Una semplice e radicale spiegazione sta nel fatto che le preferenze degli elettori, semplicemente, non esistono. Non esistono cioè strutture date e stabili di preferenze che, per ogni singolo individuo, determinano ordinamenti su possibili esiti o scenari. Nelle nostre teste non esiste niente di simile a una classifica precostituita su quanto ci piacciono le diverse aliquote fiscali o le diverse ipotesi di regolamentazione della cittadinanza o sui vari gradi di tolleranza religiosa o, ancora, sulle proposte alternative di tutela dell’ambiente.
Uno dei risultati più forti e robusti dell’economia comportamentale degli ultimi decenni mostra, infatti, che le nostre preferenze non sono “date”, ma sono “costruite” e sono quindi malleabili, variabili nel tempo, ambigue e incerte. A volte, fino al punto di non poter decidere cosa “preferire”, se non dopo aver scelto.
★ ★ ★ ★ ★ ★ ★
■ Richieste
• A. Elenchi tutti gli ambiti per i quali, secondo il brano sulle preferenze degli elettori, nella nostra testa non esiste una classifica precostituita.
• B. Per ciascuna delle seguenti affermazioni indichi se concorda con il brano sulle preferenze degli elettori, rispondendo sì o no e citando le parole decisive del brano: (i) le preferenze degli elettori sono strutture date e stabili; (ii) il risultato menzionato proviene dall’economia comportamentale; (iii) si sa sempre cosa preferire prima di scegliere.
• C. Prosegua il brano sulle preferenze degli elettori a partire dall’ultima frase riportata.
Le righe riportate qui di seguito non hanno alcun rapporto con il brano sulle preferenze degli elettori.

■ Materiale estratto
★ ★ ★ ★ ★ ★ ★
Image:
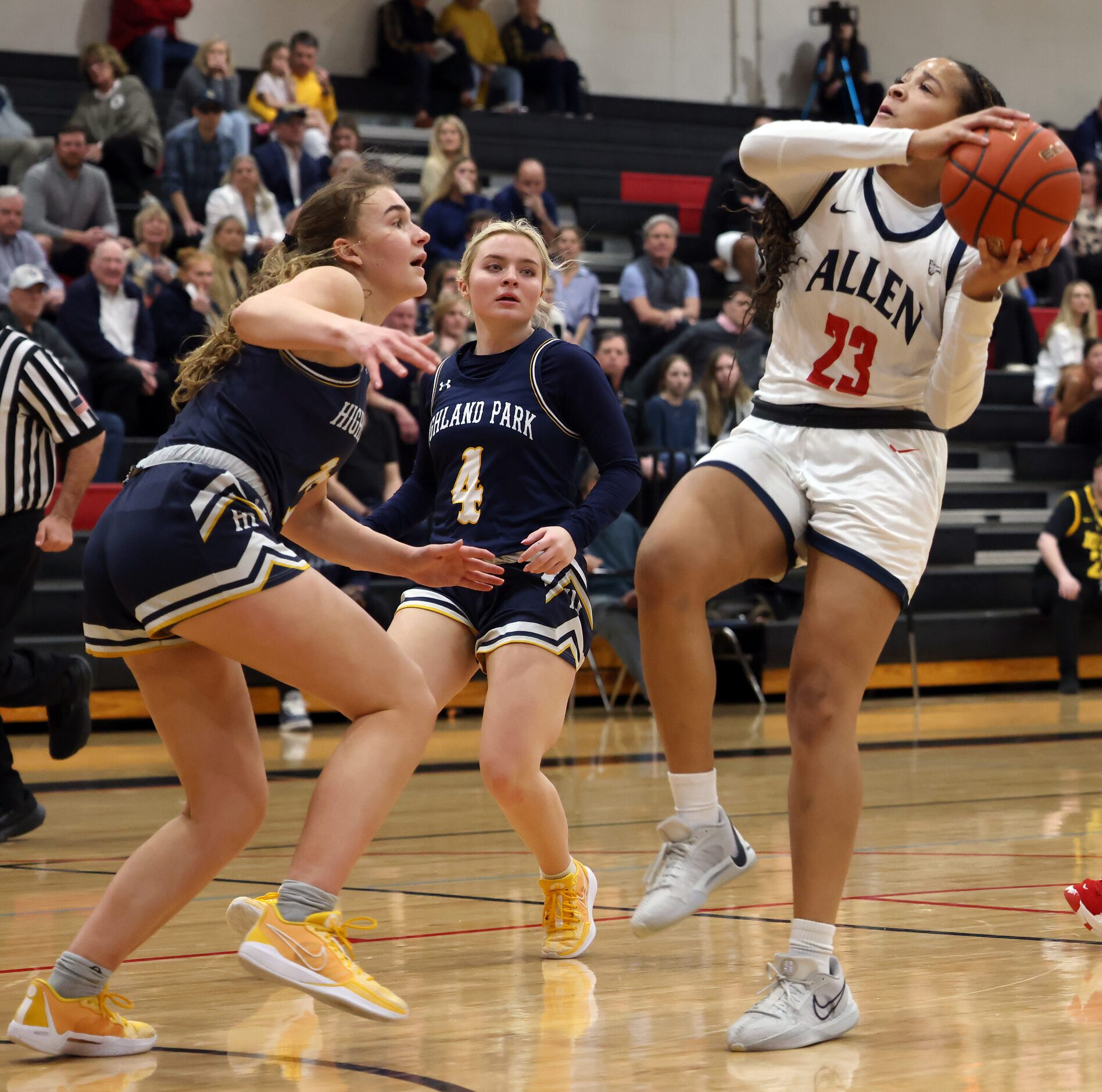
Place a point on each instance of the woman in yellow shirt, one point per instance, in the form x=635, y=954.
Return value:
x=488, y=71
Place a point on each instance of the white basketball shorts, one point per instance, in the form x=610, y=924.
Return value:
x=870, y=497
★ ★ ★ ★ ★ ★ ★
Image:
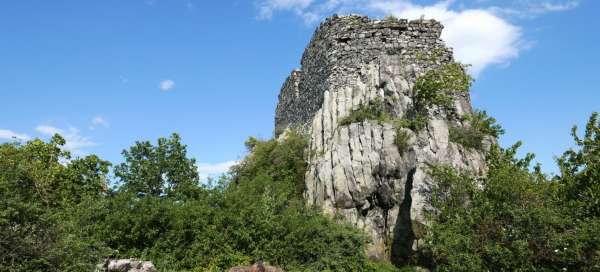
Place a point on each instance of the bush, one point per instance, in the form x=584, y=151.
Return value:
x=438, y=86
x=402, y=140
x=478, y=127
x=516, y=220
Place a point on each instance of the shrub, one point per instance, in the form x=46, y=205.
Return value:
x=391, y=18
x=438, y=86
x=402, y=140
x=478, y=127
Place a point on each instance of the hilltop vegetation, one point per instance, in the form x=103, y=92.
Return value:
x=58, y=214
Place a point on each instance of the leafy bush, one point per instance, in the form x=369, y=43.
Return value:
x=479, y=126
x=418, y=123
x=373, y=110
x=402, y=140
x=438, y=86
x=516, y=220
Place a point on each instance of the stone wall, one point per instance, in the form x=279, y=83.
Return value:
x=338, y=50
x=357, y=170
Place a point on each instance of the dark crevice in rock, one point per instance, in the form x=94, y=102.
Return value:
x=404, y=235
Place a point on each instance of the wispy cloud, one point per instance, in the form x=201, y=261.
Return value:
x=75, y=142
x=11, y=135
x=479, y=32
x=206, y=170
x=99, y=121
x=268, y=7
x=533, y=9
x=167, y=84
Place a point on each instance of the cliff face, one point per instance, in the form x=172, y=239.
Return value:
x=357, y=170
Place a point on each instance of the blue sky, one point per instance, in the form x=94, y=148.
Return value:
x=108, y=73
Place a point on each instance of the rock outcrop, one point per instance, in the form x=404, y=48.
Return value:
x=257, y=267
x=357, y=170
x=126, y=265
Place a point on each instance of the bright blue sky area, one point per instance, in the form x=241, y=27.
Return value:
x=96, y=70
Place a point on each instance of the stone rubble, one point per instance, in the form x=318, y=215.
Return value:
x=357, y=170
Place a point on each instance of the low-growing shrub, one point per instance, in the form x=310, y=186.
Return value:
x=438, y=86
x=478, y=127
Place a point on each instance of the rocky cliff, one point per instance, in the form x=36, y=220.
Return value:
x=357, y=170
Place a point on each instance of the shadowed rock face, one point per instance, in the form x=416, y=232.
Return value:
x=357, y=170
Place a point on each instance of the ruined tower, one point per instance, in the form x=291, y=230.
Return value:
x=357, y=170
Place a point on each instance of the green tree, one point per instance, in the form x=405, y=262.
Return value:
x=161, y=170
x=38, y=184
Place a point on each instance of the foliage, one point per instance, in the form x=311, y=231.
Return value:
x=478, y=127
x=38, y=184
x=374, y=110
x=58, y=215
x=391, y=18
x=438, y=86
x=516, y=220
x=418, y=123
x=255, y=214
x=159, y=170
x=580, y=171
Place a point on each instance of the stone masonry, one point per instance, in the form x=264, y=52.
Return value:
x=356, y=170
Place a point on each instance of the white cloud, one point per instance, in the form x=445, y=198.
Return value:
★ ★ ★ ★ ★ ★ ★
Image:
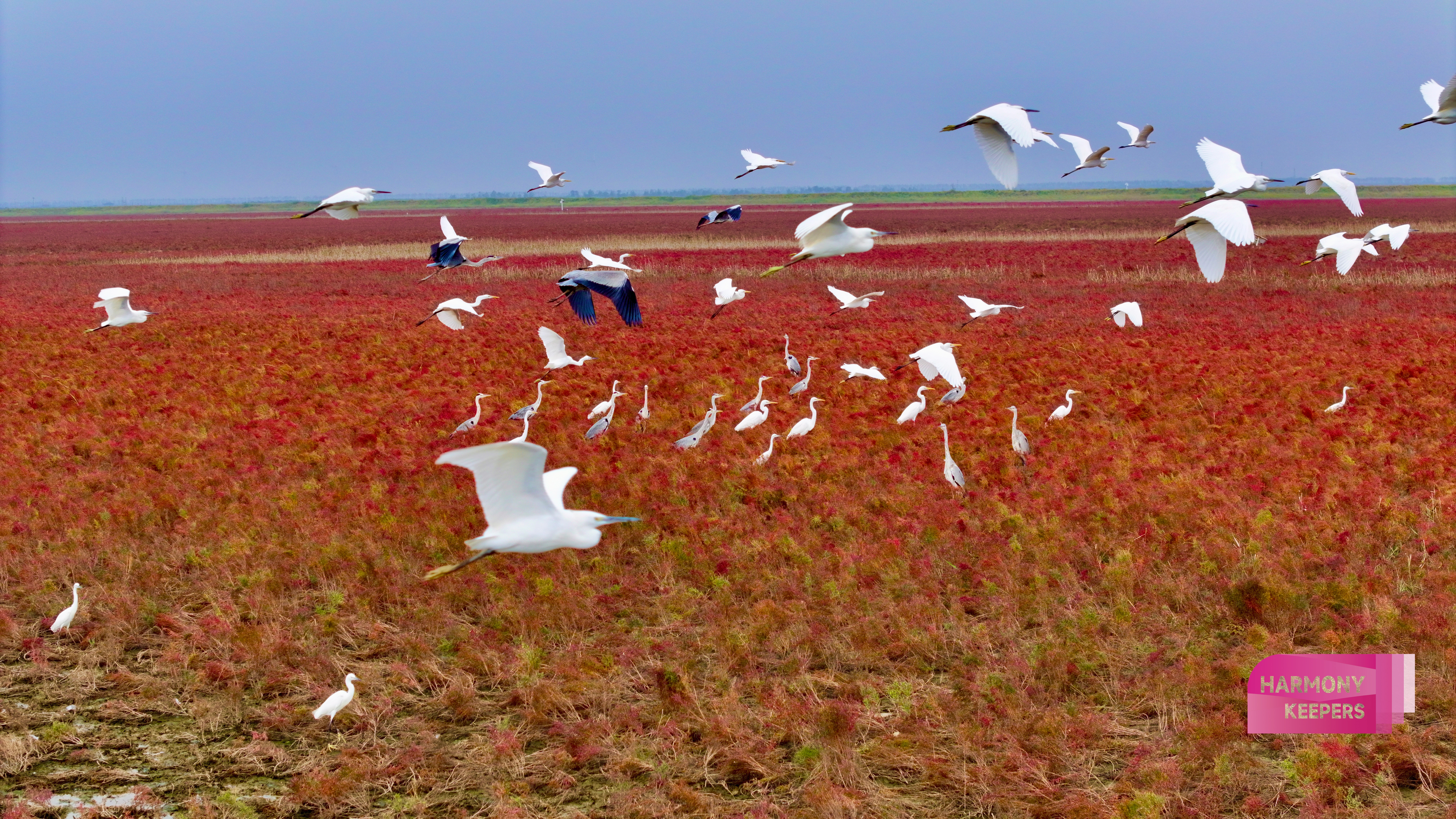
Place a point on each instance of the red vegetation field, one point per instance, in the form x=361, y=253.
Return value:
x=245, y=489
★ ★ ★ ★ ★ ★ ★
■ Risposte
• A.
- le diverse aliquote fiscali
- le diverse ipotesi di regolamentazione della cittadinanza
- i vari gradi di tolleranza religiosa
- le proposte alternative di tutela dell’ambiente

• B.
(i) No: "Non esistono cioè strutture date e stabili di preferenze"
(ii) Sì: "Uno dei risultati più forti e robusti dell’economia comportamentale degli ultimi decenni"
(iii) No: "A volte, fino al punto di non poter decidere cosa “preferire”, se non dopo aver scelto."

• C.
Si capisce bene, quindi, che, se ci poniamo nella prospettiva di una politica davvero rispettosa delle persone, di come siamo realmente, e non di come ci piacerebbe che fossimo, una politica, quindi, che tenga conto di come pensiamo, di come decidiamo e di come funzionano, nei fatti, i nostri cervelli, allora l’ascolto del popolo è solo un espediente retorico di bassa lega per mascherare scelte prese altrove, non certo nell’agorà pubblica e democratica. La stessa retorica vuota della democrazia diretta o del popolo che decide.
In questi termini, far decidere il popolo o gli iscritti alle piattaforme online, significa solo fargli ratificare scelte già prese. Uno standard piuttosto basso per ogni idea di democrazia liberale. Ma ci sono possibili alternative, per fortuna. Alternative che per essere credibili, dovrebbero fondarsi su quattro pilastri: su un approccio contrattualista, sul concetto di responsabilità, sul principio del mutuo vantaggio e sul criterio di opportunità.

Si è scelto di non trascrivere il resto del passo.